= Material for the task =
(begin)

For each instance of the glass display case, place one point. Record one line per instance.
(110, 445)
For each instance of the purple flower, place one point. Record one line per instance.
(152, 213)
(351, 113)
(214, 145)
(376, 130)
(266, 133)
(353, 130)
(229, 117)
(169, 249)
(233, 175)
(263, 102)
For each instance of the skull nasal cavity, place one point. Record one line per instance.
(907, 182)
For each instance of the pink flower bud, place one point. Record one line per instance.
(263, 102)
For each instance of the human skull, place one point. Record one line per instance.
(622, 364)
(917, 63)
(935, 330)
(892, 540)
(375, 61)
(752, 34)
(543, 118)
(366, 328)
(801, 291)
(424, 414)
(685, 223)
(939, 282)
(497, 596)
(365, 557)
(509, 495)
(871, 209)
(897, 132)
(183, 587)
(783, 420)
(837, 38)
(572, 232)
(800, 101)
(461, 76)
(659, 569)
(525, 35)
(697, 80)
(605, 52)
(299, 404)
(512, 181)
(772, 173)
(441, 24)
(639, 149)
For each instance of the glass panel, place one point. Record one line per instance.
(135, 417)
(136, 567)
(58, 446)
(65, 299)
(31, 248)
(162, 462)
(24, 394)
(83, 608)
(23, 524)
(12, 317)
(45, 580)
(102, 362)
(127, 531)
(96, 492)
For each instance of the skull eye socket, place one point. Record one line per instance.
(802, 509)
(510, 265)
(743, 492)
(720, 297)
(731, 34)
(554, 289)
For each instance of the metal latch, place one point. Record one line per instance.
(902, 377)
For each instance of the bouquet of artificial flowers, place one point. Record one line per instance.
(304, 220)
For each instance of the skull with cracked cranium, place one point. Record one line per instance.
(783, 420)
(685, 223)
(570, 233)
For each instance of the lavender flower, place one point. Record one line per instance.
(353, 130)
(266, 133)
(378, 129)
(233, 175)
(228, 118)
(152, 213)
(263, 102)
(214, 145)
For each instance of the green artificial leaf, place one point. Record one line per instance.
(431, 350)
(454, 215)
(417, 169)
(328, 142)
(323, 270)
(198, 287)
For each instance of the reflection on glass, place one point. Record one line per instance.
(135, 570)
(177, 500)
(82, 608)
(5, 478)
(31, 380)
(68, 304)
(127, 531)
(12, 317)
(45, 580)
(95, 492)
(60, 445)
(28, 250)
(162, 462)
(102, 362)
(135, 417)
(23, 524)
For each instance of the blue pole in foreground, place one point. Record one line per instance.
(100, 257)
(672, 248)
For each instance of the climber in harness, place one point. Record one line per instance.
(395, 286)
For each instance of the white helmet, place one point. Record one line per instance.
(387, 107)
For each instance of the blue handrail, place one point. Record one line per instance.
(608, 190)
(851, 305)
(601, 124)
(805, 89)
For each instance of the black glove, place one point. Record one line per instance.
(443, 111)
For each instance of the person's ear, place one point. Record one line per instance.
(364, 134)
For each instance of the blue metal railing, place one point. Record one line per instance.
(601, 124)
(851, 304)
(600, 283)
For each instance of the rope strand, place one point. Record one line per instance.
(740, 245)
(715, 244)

(end)

= Stated goal =
Every entry must be retyped in full, exactly as given.

= Task solution =
For each instance of the glass display case, place one point. Record one line per instance.
(110, 445)
For each instance of the purple flower, place one point. Record one line per instance.
(152, 213)
(351, 113)
(214, 145)
(376, 130)
(266, 133)
(353, 130)
(229, 117)
(169, 249)
(233, 175)
(263, 102)
For each instance of the skull nasal cavity, place one point. Record one line per instance.
(907, 182)
For each instance of the pink flower bud, place one point. Record one line per instance.
(263, 102)
For each instance of the human skull, place one point. Record one line per instance.
(622, 364)
(917, 63)
(935, 330)
(892, 540)
(375, 61)
(752, 34)
(543, 118)
(366, 328)
(801, 291)
(424, 414)
(685, 223)
(939, 282)
(497, 596)
(365, 557)
(509, 495)
(871, 209)
(897, 132)
(183, 587)
(783, 420)
(837, 38)
(572, 232)
(800, 101)
(461, 76)
(659, 569)
(525, 35)
(697, 80)
(605, 52)
(299, 404)
(512, 181)
(772, 173)
(441, 24)
(639, 149)
For each instance of the glass panel, place one point. Record one line per instance.
(135, 417)
(136, 567)
(58, 446)
(65, 299)
(31, 248)
(162, 462)
(24, 394)
(83, 608)
(23, 524)
(12, 317)
(45, 580)
(102, 362)
(127, 531)
(96, 492)
For each instance of the skull eye socket, place one point. Record one line per instance.
(802, 509)
(510, 265)
(743, 492)
(720, 297)
(731, 34)
(554, 289)
For each instance of the metal latch, place one point. Record one line per instance.
(902, 377)
For each instance of the bouquet of artificial flowers, place one point. Record one line per instance.
(304, 220)
For each instance of the skull with cracked cranium, place one point. Record one line per instance.
(783, 420)
(685, 223)
(570, 233)
For each instance of the lavender flower, place one point. Record one line per instance.
(353, 130)
(266, 133)
(378, 129)
(233, 175)
(228, 118)
(152, 213)
(263, 102)
(214, 145)
For each instance of the green artificial leaf, place one point. Record one line per instance.
(431, 350)
(454, 215)
(417, 169)
(328, 142)
(323, 270)
(198, 287)
For each instance of the reflection on glass, place one point. Record one line per instance.
(135, 570)
(177, 500)
(82, 608)
(5, 478)
(31, 380)
(68, 304)
(127, 531)
(12, 317)
(45, 580)
(95, 492)
(60, 445)
(28, 250)
(162, 462)
(102, 362)
(135, 417)
(23, 524)
For each instance of the blue pole in foreground, place one point. Record one line per instance.
(100, 257)
(672, 248)
For each instance of the climber in harness, place one point. Record one line per instance.
(395, 286)
For each instance of the white helmet, place one point. Record one line per instance.
(387, 107)
For each instance of the blue handrail, place one point. Record one line per instance.
(608, 190)
(851, 305)
(601, 124)
(805, 89)
For each instance of the black glove, place one point. Record one line per instance.
(443, 111)
For each instance of the person's ear, place one point. Record one line per instance.
(364, 134)
For each instance of the blue metal railing, place one point. Record one line per instance.
(601, 124)
(851, 304)
(600, 283)
For each instance of the rope strand, place one point. Record one line per instance.
(740, 245)
(715, 244)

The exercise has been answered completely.